Objective:
Take the line that contains "The component shall return one point per instance of the elderly" as the first line and the final line of the records as the last; return exactly those lines and the lines between.

Information given:
## Begin

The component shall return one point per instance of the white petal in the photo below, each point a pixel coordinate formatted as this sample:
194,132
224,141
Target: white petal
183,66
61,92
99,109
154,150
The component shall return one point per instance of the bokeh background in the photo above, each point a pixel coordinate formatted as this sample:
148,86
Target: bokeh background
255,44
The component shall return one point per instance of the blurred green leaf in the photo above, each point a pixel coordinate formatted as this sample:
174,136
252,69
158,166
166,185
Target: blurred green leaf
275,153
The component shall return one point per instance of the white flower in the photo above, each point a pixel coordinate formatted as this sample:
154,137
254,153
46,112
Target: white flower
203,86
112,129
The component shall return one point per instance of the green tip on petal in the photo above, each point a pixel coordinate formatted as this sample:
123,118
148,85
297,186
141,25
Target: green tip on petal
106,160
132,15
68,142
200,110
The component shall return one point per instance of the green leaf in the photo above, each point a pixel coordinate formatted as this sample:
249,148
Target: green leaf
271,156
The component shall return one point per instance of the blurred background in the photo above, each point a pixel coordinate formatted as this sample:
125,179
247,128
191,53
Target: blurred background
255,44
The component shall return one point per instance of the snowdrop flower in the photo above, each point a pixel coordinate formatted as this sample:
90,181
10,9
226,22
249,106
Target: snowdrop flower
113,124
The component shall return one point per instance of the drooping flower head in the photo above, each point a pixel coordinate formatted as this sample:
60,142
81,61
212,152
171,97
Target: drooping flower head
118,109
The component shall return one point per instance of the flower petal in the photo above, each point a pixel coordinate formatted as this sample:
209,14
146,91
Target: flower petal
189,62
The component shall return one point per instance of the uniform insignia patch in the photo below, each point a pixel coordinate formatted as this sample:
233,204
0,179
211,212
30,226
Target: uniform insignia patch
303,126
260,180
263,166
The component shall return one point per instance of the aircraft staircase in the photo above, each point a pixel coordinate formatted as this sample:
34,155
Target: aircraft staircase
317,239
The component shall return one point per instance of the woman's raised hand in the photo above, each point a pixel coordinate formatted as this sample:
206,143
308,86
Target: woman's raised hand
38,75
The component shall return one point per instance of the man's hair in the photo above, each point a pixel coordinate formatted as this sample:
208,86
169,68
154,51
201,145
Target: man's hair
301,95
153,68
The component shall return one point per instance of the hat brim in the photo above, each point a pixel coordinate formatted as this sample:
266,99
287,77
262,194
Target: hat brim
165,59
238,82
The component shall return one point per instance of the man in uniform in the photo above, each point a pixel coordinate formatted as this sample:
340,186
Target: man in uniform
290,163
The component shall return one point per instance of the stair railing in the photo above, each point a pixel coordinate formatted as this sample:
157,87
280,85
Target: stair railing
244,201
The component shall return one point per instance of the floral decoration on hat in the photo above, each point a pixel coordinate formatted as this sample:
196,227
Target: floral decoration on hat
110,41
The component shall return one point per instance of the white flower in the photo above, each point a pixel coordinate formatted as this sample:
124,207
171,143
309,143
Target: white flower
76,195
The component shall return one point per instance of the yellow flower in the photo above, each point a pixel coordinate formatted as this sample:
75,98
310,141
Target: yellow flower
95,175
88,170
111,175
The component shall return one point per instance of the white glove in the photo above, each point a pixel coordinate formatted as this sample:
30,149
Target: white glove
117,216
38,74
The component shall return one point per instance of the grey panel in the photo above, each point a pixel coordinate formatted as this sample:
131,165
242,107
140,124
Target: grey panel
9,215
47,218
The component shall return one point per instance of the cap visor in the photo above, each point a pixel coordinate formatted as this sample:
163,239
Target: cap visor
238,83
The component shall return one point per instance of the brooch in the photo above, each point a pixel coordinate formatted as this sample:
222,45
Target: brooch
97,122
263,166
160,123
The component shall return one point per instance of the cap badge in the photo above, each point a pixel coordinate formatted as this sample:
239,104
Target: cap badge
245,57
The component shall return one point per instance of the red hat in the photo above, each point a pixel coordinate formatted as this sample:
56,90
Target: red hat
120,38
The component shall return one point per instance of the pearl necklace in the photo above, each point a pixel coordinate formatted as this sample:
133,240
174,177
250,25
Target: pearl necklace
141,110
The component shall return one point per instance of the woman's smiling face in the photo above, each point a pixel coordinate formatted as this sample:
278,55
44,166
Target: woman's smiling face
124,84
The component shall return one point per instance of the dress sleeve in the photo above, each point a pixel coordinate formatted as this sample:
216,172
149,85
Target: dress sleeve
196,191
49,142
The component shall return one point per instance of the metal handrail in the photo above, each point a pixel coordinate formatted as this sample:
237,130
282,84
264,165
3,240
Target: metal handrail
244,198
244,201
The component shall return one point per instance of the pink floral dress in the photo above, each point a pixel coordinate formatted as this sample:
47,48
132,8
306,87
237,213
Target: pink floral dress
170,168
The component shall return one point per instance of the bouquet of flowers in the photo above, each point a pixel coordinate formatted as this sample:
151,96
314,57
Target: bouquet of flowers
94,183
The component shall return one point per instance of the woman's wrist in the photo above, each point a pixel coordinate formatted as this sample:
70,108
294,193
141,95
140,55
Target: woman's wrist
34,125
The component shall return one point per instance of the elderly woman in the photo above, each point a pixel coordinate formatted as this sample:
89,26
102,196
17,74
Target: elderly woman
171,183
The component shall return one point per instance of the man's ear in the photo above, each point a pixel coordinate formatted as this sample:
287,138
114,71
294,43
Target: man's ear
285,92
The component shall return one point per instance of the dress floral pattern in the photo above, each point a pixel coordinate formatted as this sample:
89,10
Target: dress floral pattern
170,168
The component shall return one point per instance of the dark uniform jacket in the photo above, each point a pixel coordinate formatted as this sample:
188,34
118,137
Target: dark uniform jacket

## End

The response:
The component shall return one point per instance of the elderly woman in the photo above, each point a pixel coordinate formatted as this sample:
89,26
102,196
17,74
Target: elderly woman
171,183
The component shall return one point per instance of the man's ear in the photo above, each point a pixel coordinate formatted as this sample:
287,138
114,71
294,43
Target: man's ear
285,92
The component shall return one point per instance of the dress floral pattern in the photo above, each point a pixel coordinate formatted as this sample:
89,10
Target: dress floral pattern
170,168
The component shall return one point per instance of the dark uniform jacket in the photo above, each point a pixel coordinate formatted as this sample:
188,34
118,137
Target: dark uniform jacket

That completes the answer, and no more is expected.